## EXCERPT PROVIDED:
Reply 5: The authors understand that to generalize the conclusion in this study, statistical and hydrological modelling is needed. However, the focus of this study is to identify the possible influencing factors on E. coli population on dry-weather conditions. In the section of “4.2. Effect of temperature on survival of pathogens”, the authors added “Note that this discussion is based solely on the decay rates obtained in this study. Hydrological modeling incorporating bacterial source tracking [16,36] is required to distinguish between wildlife and human contributions in a more generalized discussion on temperature-dependent change.” I hope these revisions would be appropriate to satisfy the reviewer’s comment.
Comment 6) The link between E. coli concentration and CTX resistance was observational and lacked genotypic characterization of resistant strains to confirm sources (human vs. animal).
Reply 6: The authors understand the limitation of this work. The addition of genotyping analysis (source tracking of E. coli) may strengthen the conclusion of this research. However, the authors thinks that the resistant ratio to CTX is one of the indicators to distinguish between wildlife and human contributions among E. coli population, as presented in “3.2. Susceptibility of the isolates to antimicrobials”. To show the limitation, the necessity for the source tracking is added at the end section of “4.2. Effect of temperature on survival of pathogens”.

## DATA RECORDS:
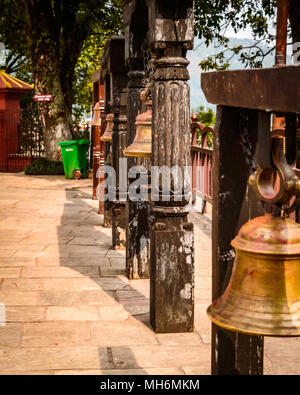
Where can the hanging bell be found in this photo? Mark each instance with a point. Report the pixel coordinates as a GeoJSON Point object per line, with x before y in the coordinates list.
{"type": "Point", "coordinates": [96, 121]}
{"type": "Point", "coordinates": [142, 143]}
{"type": "Point", "coordinates": [263, 295]}
{"type": "Point", "coordinates": [107, 135]}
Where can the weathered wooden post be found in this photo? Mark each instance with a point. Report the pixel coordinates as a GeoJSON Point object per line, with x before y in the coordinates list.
{"type": "Point", "coordinates": [135, 16]}
{"type": "Point", "coordinates": [172, 240]}
{"type": "Point", "coordinates": [115, 81]}
{"type": "Point", "coordinates": [98, 158]}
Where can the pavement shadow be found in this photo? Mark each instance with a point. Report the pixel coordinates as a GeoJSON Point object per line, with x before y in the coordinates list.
{"type": "Point", "coordinates": [89, 252]}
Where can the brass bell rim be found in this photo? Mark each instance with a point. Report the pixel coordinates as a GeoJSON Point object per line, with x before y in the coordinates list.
{"type": "Point", "coordinates": [236, 322]}
{"type": "Point", "coordinates": [142, 151]}
{"type": "Point", "coordinates": [269, 235]}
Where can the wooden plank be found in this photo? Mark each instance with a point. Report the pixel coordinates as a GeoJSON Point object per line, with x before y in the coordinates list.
{"type": "Point", "coordinates": [276, 89]}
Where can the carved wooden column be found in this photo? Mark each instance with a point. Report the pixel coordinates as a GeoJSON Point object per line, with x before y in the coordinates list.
{"type": "Point", "coordinates": [119, 142]}
{"type": "Point", "coordinates": [172, 239]}
{"type": "Point", "coordinates": [137, 212]}
{"type": "Point", "coordinates": [115, 80]}
{"type": "Point", "coordinates": [234, 203]}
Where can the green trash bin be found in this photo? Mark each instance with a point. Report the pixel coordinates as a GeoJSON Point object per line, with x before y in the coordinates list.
{"type": "Point", "coordinates": [74, 154]}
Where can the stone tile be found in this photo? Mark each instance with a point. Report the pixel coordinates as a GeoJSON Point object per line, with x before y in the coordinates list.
{"type": "Point", "coordinates": [89, 260]}
{"type": "Point", "coordinates": [202, 322]}
{"type": "Point", "coordinates": [74, 313]}
{"type": "Point", "coordinates": [116, 254]}
{"type": "Point", "coordinates": [101, 240]}
{"type": "Point", "coordinates": [18, 298]}
{"type": "Point", "coordinates": [29, 373]}
{"type": "Point", "coordinates": [108, 271]}
{"type": "Point", "coordinates": [177, 339]}
{"type": "Point", "coordinates": [76, 298]}
{"type": "Point", "coordinates": [160, 356]}
{"type": "Point", "coordinates": [44, 334]}
{"type": "Point", "coordinates": [60, 271]}
{"type": "Point", "coordinates": [10, 335]}
{"type": "Point", "coordinates": [130, 332]}
{"type": "Point", "coordinates": [53, 358]}
{"type": "Point", "coordinates": [137, 307]}
{"type": "Point", "coordinates": [104, 283]}
{"type": "Point", "coordinates": [10, 272]}
{"type": "Point", "coordinates": [204, 370]}
{"type": "Point", "coordinates": [124, 296]}
{"type": "Point", "coordinates": [17, 262]}
{"type": "Point", "coordinates": [7, 253]}
{"type": "Point", "coordinates": [25, 314]}
{"type": "Point", "coordinates": [37, 284]}
{"type": "Point", "coordinates": [113, 313]}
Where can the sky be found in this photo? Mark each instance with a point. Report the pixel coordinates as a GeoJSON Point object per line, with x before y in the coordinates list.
{"type": "Point", "coordinates": [200, 52]}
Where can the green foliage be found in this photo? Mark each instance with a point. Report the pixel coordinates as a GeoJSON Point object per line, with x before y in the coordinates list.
{"type": "Point", "coordinates": [214, 18]}
{"type": "Point", "coordinates": [42, 166]}
{"type": "Point", "coordinates": [206, 116]}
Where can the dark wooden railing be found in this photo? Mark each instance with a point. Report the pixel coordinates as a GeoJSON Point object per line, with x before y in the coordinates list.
{"type": "Point", "coordinates": [201, 162]}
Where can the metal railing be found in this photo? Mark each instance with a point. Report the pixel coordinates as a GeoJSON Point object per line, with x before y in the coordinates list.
{"type": "Point", "coordinates": [201, 158]}
{"type": "Point", "coordinates": [21, 140]}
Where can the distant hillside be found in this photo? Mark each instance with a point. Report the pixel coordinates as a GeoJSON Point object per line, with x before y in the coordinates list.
{"type": "Point", "coordinates": [200, 52]}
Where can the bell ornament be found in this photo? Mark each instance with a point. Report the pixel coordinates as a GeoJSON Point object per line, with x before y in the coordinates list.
{"type": "Point", "coordinates": [107, 135]}
{"type": "Point", "coordinates": [263, 295]}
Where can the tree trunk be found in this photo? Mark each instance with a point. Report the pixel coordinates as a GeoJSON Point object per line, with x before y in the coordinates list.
{"type": "Point", "coordinates": [45, 46]}
{"type": "Point", "coordinates": [56, 116]}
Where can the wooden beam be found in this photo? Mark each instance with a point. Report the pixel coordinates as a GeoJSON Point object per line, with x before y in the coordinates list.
{"type": "Point", "coordinates": [276, 89]}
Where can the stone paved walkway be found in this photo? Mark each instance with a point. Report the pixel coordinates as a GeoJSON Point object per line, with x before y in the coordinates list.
{"type": "Point", "coordinates": [69, 307]}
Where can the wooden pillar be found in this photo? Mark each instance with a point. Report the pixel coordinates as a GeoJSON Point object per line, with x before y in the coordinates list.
{"type": "Point", "coordinates": [137, 212]}
{"type": "Point", "coordinates": [171, 236]}
{"type": "Point", "coordinates": [119, 142]}
{"type": "Point", "coordinates": [234, 203]}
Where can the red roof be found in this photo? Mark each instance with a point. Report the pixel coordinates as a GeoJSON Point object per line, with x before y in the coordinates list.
{"type": "Point", "coordinates": [9, 82]}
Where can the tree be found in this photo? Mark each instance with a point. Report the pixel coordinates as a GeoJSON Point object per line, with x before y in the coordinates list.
{"type": "Point", "coordinates": [213, 18]}
{"type": "Point", "coordinates": [206, 116]}
{"type": "Point", "coordinates": [51, 33]}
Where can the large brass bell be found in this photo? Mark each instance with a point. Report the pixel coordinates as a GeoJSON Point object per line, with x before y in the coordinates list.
{"type": "Point", "coordinates": [96, 121]}
{"type": "Point", "coordinates": [263, 296]}
{"type": "Point", "coordinates": [142, 143]}
{"type": "Point", "coordinates": [107, 135]}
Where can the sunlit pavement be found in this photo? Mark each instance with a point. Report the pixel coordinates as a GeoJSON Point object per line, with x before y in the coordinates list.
{"type": "Point", "coordinates": [70, 309]}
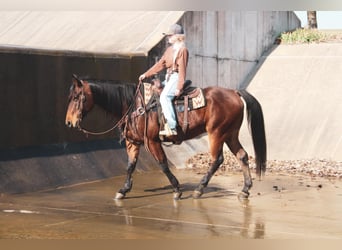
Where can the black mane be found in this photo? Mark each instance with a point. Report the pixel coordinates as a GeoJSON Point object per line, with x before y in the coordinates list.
{"type": "Point", "coordinates": [112, 96]}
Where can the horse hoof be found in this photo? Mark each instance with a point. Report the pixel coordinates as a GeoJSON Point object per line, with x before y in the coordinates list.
{"type": "Point", "coordinates": [243, 196]}
{"type": "Point", "coordinates": [197, 194]}
{"type": "Point", "coordinates": [119, 196]}
{"type": "Point", "coordinates": [177, 195]}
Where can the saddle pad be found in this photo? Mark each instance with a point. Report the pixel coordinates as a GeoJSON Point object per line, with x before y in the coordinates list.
{"type": "Point", "coordinates": [196, 97]}
{"type": "Point", "coordinates": [199, 100]}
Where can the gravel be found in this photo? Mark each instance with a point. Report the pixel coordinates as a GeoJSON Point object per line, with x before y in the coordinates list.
{"type": "Point", "coordinates": [311, 167]}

## PROBLEMS TO SOLVE:
1 > In the E. coli reply excerpt, what does Comment 6 say the link between E. coli concentration and CTX resistance lacked?
2 > Decide whether each statement agrees with the E. coli reply excerpt. For each, answer yes or no and quote the deciding words.
(a) The authors added a note to section 4.2 saying the discussion rests only on the decay rates from this study.
(b) The study focuses on factors influencing the E. coli population in wet-weather conditions.
(c) To show the limitation, the authors added source tracking results to section 3.2.
3 > Carry on the E. coli reply excerpt from the point where it stops.
The rows have no connection to the E. coli reply excerpt.

## RESULTS FOR THE EXERCISE:
1 > It lacked genotypic characterization of resistant strains to confirm sources (human vs. animal).

2 >
(a) Yes: "Note that this discussion is based solely on the decay rates obtained in this study."
(b) No: "the focus of this study is to identify the possible influencing factors on E. coli population on dry-weather conditions"
(c) No: "the necessity for the source tracking is added at the end section of “4.2. Effect of temperature on survival of pathogens”"

3 >
Comment 7) Wet-weather data may not fully reflect storm variability due to limited rain events captured within sampling periods.
Reply 7: To clarify the objective of this study, we added in the section of “2.1. Sample Origins” following sentence. “Both dry-weather and wet-weather days were selected as sampling dates to investigate the residual effects of CSOs on the concentration and antimicrobial resistance profiles of E. coli.” to make the readers smoothly understand the objective of this study.
Comment 8) I suggest a conclusion section to summarize the finding and potential future work.
Reply 8: The authors added the conclusion section, as shown below.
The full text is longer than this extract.